(Items from a dataset)
· · ·

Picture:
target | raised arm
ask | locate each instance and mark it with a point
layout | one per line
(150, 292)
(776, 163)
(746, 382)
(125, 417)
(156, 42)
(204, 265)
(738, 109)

· · ·

→ Work required
Only the last part of the entries above is needed: please copy the line with "ask | locate" and each line after it exactly.

→ Task answer
ask | locate each instance and mark it with a point
layout | one per line
(150, 292)
(776, 163)
(746, 382)
(125, 417)
(156, 42)
(204, 265)
(738, 109)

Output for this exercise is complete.